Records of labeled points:
§
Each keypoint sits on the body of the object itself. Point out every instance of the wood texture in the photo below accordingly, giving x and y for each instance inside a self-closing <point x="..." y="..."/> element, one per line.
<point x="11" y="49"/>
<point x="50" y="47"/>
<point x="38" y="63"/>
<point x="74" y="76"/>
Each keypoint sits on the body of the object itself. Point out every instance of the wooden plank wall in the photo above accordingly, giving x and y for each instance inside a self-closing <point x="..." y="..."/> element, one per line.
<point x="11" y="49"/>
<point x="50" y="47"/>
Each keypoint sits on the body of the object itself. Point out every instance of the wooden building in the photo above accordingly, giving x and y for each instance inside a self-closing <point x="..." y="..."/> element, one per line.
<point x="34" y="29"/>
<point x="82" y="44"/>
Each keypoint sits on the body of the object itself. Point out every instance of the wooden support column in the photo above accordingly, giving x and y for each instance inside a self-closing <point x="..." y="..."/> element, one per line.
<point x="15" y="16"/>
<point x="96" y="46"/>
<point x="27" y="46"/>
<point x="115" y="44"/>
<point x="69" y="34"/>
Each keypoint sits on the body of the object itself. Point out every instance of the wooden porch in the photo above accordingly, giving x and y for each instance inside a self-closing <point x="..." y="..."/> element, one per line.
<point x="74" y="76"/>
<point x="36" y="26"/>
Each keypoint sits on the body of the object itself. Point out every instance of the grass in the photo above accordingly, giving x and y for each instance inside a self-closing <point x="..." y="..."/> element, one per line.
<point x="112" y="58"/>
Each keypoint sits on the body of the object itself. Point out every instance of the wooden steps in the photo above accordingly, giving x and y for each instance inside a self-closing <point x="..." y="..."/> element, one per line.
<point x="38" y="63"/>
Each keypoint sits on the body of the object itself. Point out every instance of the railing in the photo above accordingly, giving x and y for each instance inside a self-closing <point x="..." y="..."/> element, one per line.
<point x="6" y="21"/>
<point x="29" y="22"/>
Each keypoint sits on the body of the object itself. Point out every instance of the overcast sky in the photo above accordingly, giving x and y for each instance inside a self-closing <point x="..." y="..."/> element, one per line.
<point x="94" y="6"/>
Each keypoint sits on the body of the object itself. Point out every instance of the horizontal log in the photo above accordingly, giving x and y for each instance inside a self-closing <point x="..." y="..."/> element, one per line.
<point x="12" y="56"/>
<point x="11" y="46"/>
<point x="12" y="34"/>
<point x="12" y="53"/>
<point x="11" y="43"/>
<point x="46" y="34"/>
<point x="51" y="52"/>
§
EXERCISE INSTRUCTIONS: Give again only the lines of the material above that run from the one with "the wooden porch" through the end, both included, exactly as they appear.

EXERCISE ANSWER:
Each keypoint sits on the body of the object itself. Point out every instance of the wooden porch in the photo above accordingly, giving x and y for each instance inside a self-closing <point x="..." y="..."/> element, one per line.
<point x="74" y="76"/>
<point x="36" y="26"/>
Each keypoint sits on the body of the object itself. Point out every instance of the grass in the photo above accordingly, giving x and y for each instance inside a self-closing <point x="..." y="..."/> element, one per line.
<point x="112" y="58"/>
Each keypoint sits on the body of the object itself. Point out every instance of the wooden steps in the photo above accordingly, giving x and y for each instance inside a self-closing <point x="..." y="..."/> element, one per line.
<point x="38" y="63"/>
Each keypoint sits on the body of the object itself. Point out every instance of the railing in the photo above accordingly, giving x and y for each instance inside a self-closing <point x="..." y="..."/> element, one per line.
<point x="6" y="21"/>
<point x="29" y="22"/>
Each keypoint sits on the body of the object itself. Point out every instance of the overcast sky in the photo above accordingly, giving x and y for each instance inside a self-closing <point x="..." y="..."/> element, one per line.
<point x="94" y="6"/>
Each keypoint sits on the body of the object itself. Point out every instance of the horizontal log in the photo above accordingly, giving x and y for each instance inside a self-closing <point x="..." y="..."/> element, one per line.
<point x="12" y="56"/>
<point x="11" y="46"/>
<point x="12" y="34"/>
<point x="12" y="53"/>
<point x="11" y="43"/>
<point x="46" y="34"/>
<point x="51" y="52"/>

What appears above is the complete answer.